Saved data entries:
--- --- ---
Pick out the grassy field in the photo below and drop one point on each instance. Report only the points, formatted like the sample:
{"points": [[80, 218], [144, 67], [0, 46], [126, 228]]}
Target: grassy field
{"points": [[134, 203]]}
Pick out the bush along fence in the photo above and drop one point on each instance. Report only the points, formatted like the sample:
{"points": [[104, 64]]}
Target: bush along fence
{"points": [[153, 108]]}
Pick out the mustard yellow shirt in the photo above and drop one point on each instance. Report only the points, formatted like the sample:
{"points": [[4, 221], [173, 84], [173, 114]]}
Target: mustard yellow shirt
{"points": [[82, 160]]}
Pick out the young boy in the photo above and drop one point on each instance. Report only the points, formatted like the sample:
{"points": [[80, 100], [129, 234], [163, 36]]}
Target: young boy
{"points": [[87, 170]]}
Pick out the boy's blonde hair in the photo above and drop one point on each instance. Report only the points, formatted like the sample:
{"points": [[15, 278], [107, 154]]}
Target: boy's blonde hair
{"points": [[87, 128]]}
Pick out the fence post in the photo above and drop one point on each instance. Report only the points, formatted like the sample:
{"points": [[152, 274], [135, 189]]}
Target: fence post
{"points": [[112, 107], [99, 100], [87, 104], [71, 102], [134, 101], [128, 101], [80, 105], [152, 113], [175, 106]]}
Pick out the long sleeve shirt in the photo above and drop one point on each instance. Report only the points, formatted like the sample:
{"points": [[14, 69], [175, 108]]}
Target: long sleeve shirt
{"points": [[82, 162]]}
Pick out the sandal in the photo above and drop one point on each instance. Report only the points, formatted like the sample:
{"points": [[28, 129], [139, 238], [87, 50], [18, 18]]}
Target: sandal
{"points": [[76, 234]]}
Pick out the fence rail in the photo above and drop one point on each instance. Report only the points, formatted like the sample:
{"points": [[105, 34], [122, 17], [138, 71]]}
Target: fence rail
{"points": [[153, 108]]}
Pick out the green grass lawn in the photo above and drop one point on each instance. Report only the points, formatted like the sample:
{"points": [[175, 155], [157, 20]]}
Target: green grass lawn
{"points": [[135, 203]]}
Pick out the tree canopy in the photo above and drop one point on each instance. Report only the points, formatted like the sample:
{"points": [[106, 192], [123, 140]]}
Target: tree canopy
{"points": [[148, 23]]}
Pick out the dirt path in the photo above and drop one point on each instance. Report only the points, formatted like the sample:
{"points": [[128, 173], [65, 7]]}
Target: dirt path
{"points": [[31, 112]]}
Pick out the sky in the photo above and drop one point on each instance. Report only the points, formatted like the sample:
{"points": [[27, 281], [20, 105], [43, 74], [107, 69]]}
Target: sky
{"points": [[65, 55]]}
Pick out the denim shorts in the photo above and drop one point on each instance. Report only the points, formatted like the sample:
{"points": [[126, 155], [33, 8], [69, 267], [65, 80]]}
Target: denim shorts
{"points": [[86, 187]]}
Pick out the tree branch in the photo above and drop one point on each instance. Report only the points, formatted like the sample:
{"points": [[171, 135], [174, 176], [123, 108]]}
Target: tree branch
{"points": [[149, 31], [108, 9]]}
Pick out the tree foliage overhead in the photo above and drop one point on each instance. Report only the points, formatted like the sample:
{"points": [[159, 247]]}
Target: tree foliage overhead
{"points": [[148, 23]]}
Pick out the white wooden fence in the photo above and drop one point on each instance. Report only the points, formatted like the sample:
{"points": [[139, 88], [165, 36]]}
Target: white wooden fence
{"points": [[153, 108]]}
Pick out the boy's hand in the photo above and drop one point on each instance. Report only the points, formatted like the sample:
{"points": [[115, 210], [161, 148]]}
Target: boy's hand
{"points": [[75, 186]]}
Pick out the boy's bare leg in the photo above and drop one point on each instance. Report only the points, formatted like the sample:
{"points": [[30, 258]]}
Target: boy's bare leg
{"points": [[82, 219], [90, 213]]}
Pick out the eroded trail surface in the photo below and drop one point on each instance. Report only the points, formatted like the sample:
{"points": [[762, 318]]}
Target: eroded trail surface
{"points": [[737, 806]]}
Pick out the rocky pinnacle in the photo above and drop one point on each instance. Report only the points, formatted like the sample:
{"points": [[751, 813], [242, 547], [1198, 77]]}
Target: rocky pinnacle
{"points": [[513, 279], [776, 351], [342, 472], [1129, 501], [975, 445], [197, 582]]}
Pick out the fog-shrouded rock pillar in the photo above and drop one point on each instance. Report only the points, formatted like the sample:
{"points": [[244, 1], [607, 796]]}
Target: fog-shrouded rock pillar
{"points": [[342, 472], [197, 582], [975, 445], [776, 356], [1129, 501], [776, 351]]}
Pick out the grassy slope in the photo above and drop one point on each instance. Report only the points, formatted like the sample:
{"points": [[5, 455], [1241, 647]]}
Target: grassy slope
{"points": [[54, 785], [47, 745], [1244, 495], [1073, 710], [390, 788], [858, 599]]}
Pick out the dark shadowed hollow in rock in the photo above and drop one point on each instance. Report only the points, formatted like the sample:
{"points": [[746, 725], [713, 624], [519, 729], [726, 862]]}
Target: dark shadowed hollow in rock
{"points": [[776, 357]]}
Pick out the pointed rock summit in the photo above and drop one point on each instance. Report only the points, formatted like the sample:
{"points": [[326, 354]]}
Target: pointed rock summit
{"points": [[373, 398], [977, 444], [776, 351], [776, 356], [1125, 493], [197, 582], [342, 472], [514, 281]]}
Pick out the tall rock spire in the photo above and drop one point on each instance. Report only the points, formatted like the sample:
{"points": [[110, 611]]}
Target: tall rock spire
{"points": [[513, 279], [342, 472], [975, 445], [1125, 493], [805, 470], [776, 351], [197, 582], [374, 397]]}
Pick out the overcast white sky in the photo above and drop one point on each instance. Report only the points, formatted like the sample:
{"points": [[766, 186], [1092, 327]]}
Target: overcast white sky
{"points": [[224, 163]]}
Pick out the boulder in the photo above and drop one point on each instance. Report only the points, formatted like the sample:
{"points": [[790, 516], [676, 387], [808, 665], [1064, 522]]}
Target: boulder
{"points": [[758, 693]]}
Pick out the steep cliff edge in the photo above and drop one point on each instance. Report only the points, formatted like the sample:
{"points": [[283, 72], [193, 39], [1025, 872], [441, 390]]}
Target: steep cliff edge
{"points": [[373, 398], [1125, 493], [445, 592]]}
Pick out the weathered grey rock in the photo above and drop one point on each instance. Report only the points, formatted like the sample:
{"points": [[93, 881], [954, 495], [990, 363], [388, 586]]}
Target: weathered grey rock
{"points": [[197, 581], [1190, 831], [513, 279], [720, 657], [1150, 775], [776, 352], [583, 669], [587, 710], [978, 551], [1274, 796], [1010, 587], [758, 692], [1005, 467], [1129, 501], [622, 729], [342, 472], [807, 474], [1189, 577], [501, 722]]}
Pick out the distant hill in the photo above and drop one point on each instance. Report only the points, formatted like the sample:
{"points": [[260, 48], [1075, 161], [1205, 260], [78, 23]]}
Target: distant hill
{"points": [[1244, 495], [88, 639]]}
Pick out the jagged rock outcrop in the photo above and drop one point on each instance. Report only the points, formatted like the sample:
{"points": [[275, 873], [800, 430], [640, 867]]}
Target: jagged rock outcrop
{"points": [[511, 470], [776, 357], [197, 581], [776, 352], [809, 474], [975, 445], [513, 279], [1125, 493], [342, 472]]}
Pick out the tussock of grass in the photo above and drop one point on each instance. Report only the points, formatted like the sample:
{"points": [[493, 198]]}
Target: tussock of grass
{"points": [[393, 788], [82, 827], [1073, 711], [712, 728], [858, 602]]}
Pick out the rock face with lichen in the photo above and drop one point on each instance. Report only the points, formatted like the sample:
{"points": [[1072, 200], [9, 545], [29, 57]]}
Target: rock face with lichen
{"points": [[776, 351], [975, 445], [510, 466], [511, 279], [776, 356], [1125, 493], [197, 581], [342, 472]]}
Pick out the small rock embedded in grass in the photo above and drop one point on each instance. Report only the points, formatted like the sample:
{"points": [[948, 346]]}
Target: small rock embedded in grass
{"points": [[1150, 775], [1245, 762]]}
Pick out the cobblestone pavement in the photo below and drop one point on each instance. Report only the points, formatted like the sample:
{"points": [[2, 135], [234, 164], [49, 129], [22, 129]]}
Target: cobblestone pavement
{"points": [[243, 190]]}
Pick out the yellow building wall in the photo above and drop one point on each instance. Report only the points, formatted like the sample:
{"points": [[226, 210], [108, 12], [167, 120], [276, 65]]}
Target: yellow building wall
--- --- ---
» **Instructions to follow**
Using the records above, list each line that includes "building".

» **Task result**
Pick out the yellow building wall in the photo above and drop one point on each instance. Report only the points, formatted like the sample:
Target: yellow building wall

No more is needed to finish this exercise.